==== STUDY TEXT

Plant Guide > Grasses > White Sweet Clover

White Sweet Clover

WHITE SWEET CLOVER (Melilotus alba Desr.)

Other English name: Bokhara Clover.

Botanical description:

Sweet Clover is biennial with a strong taproot and numerous leafy stems. The latter, which are generally much branched and spreading, reach a height of from two to five feet. When the plants are young they look like Alfalfa, but are readily recognized by their peculiar sweet odour. The leaves are similar to those of Alfalfa but not so numerous. When in bloom the plants are easily identified by their white flowers arranged in long, narrow and spike-like racemes.

The flowers are small and more simple in construction than those of Red Clover and Alfalfa; they are more open and consequently give easier access to pollengathering insects. The pod is brown when ripe and generally contains only one or two seeds. Like that of Trefoil it falls off without breaking.

The whole plant has a characteristic fragrance-hence the name Sweet Clover-especially noticeable when in bloom and when the stems and leaves are cured into hay.

Geographical distribution:

Sweet Clover is a native of the Old World where it occurs practically all over the temperate zone. It was probably introduced into America with the early settlers and is now spread all over the continent. It is common everywhere in Canada, especially in the eastern provinces.

Cultural conditions:

Sweet Clover is generally found in waste places, along roads and railways, on river banks and in cultivated fields. It grows readily on almost any soil and will do well where practically nothing else will flourish. This ability to thrive almost anywhere, combined with its faculty of reseeding itself abundantly, is apt to give it the character of a troublesome weed where it is not desired. It does well in almost any climate and will live under very adverse conditions.

Agricultural value:

When Sweet Clover is young it is succulent, but as soon as it flowers the stems get woody and lose their palatability. Its peculiar flavour is distasteful to stock, which will eat it only when nothing else is available. Milk and butter obtained from cows fed on green Sweet Clover have a peculiar taste disliked by most people. Furthermore, as the yield of hay is not high, Sweet Clover makes a poor forage plant. Its chief value is to enrich the soil and to improve its mechanical condition. Like other leguminous plants, the tubercles on its roots are filled with nitrogen-collecting bacteria. There seems to be conclusive evidence that these bacteria are identical with those of Alfalfa. At any rate, they act in exactly the same way and can therefore be used for the inoculation of Alfalfa fields. Six to eight pounds of seed are sufficient for an acre.

========

In one to three sentences, explain why, according to the white sweet clover text, the plant is apt to become a troublesome weed. The listing bears no relation to the white sweet clover text.

==== GIVEN INFORMATION

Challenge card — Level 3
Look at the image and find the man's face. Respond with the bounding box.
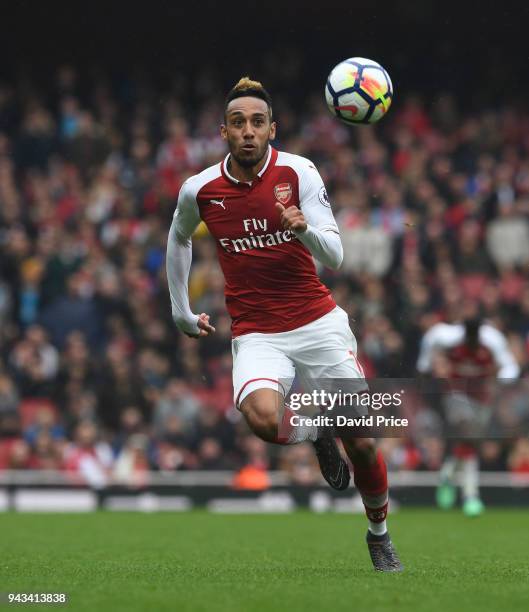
[221,96,276,168]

========

## EXERCISE SOLUTION
It grows readily on almost any soil and does well where practically nothing else will flourish. This ability, together with its habit of reseeding itself abundantly, gives it the character of a troublesome weed where it is not desired.